• Given problem 1:
Turn the paragraph of the Lady of Elx text that begins "The sculpture was found" into a short bulleted list of its main facts.
• Given problem 2:
Print the stretch of the Lady of Elx text from "[edit] Sculpture" through "a funerary urn.", with no changes.

The enigmatic Lady of Elx (Dama de Elche in Spanish, Dama d'Elx in Valencian) is a polychrome stone bust that was discovered by chance in 1897 at L'Alcúdia, an archaeological site on a private estate about two kilometers south of Elx (Spanish Elche) (Alicante, Valencia, Spain). The Lady of Elx is generally believed to be an Iberian piece from the 4th century B.C., though the artisanship suggests strong Hellenistic influences. [1]

Contents

[edit] Sculpture

The originally polychromed bust is usually thought to represent a woman wearing a very complex headdress and big coils on each side of the face. A minority interpretation sees it representing a man. The aperture in the rear of the sculpture indicates it may have been used as a funerary urn.

While it is a bust, there are proposals that it was part of a seated statue like the Lady of Baza or a standing one like the Great Offering Lady from Cerro de los Santos (Montealegre del Castillo, Albacete). The three figures and the Bicha de Balazote are exhibited in the same hall in the National Archaeological Museum of Spain in Madrid.

[edit] History

The sculpture was found August 4, 1897, by a young worker, Manuel Campello i Esclapez. Pierre Paris, a French archaeological connoisseur, purchased the sculpture within a few weeks and shipped it to France, where it was shown at the Louvre Museum and hidden for safe-keeping during World War II.

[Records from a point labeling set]

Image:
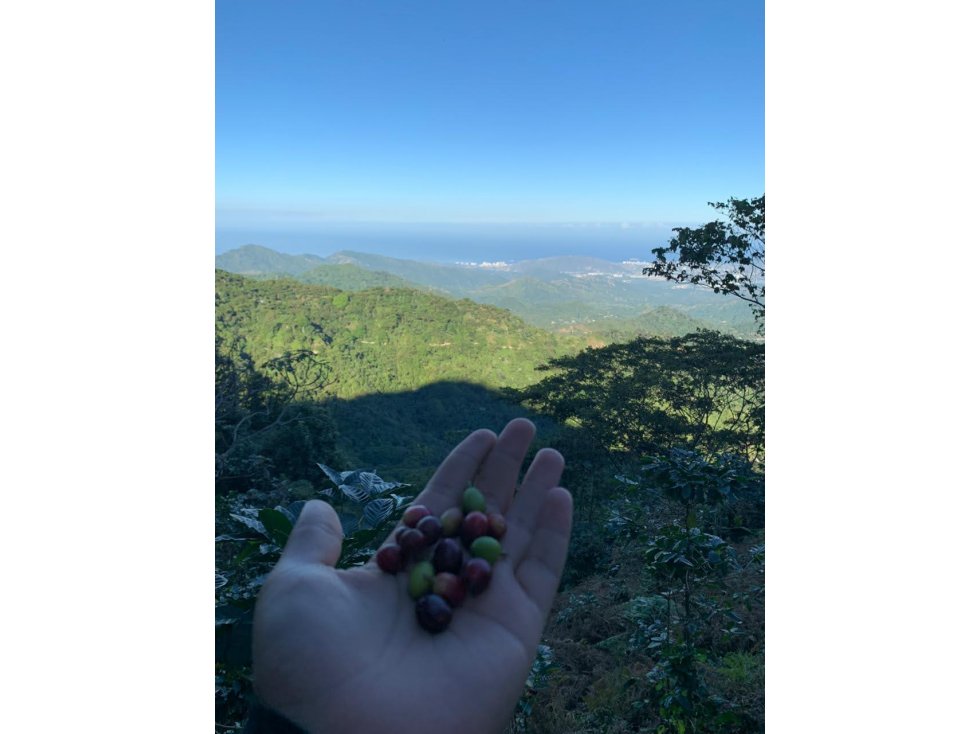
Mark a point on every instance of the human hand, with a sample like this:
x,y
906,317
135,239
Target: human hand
x,y
341,651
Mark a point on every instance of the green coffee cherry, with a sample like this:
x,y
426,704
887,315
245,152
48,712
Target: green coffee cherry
x,y
487,548
420,579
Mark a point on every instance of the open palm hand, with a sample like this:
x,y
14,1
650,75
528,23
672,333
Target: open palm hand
x,y
341,651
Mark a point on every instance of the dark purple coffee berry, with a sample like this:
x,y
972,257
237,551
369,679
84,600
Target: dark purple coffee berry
x,y
412,540
450,587
431,528
413,514
477,573
475,525
390,558
433,612
447,556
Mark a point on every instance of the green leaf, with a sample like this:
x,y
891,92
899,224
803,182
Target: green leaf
x,y
278,525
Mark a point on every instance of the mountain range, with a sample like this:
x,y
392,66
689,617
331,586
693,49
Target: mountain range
x,y
583,295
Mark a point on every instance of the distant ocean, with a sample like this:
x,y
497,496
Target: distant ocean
x,y
458,242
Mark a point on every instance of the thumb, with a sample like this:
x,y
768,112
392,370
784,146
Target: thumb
x,y
317,536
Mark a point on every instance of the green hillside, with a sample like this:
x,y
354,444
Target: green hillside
x,y
350,277
382,340
258,260
453,279
566,294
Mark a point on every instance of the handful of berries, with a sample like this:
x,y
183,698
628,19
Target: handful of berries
x,y
445,556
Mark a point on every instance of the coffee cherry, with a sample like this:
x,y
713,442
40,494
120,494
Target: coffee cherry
x,y
431,528
412,540
497,524
433,612
451,520
477,573
447,556
473,501
390,558
420,579
486,547
474,526
413,514
450,587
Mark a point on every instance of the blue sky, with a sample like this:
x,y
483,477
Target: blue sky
x,y
333,116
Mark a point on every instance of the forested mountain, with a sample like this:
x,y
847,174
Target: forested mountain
x,y
584,295
350,277
381,340
258,260
659,625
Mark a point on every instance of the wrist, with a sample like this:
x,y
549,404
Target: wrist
x,y
264,720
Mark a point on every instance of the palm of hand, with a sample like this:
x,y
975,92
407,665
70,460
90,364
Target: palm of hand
x,y
342,651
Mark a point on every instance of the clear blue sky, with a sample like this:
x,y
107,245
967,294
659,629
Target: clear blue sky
x,y
480,111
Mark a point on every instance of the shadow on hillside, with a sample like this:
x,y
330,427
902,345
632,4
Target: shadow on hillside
x,y
405,435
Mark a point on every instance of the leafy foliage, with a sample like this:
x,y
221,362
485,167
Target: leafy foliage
x,y
702,391
728,257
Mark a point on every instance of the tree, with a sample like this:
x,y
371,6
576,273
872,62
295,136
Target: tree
x,y
702,391
728,257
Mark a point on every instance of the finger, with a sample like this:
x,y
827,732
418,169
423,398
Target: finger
x,y
539,573
456,472
543,474
498,477
317,536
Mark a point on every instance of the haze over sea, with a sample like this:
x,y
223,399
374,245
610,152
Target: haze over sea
x,y
445,242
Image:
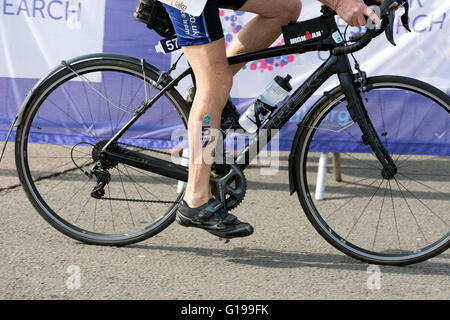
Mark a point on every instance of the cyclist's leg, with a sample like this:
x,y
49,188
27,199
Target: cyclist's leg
x,y
214,79
265,28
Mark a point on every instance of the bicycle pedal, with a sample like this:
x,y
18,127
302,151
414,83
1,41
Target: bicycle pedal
x,y
221,239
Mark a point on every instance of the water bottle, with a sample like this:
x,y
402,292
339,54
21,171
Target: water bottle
x,y
265,104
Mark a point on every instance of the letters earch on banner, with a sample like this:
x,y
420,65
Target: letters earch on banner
x,y
192,7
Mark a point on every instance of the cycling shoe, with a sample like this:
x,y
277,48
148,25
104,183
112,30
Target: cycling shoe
x,y
213,218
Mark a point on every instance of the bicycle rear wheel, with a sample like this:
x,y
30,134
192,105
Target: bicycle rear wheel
x,y
395,221
70,118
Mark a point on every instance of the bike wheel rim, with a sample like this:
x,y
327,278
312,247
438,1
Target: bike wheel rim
x,y
323,227
31,186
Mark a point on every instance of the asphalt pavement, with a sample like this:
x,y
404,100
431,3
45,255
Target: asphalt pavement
x,y
284,259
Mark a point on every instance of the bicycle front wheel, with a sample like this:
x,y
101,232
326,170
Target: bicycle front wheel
x,y
70,118
395,221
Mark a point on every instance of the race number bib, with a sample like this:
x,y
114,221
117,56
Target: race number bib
x,y
192,7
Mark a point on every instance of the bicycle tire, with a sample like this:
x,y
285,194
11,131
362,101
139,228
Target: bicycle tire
x,y
337,209
131,73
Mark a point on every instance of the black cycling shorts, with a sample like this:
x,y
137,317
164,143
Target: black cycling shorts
x,y
203,29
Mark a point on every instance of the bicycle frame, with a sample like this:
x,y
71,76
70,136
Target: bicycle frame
x,y
334,65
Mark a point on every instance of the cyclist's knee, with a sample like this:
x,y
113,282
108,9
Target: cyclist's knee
x,y
217,82
291,10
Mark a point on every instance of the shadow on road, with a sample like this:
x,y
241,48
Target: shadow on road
x,y
279,259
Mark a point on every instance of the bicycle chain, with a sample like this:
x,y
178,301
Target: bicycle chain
x,y
140,200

• Task response 1:
- Found on August 4, 1897, by a young worker, Manuel Campello i Esclapez
- Bought within a few weeks by Pierre Paris, a French archaeological connoisseur, who shipped it to France
- Shown at the Louvre Museum and hidden for safe-keeping during World War II

• Task response 2:
[edit] Sculpture

The originally polychromed bust is usually thought to represent a woman wearing a very complex headdress and big coils on each side of the face. A minority interpretation sees it representing a man. The aperture in the rear of the sculpture indicates it may have been used as a funerary urn.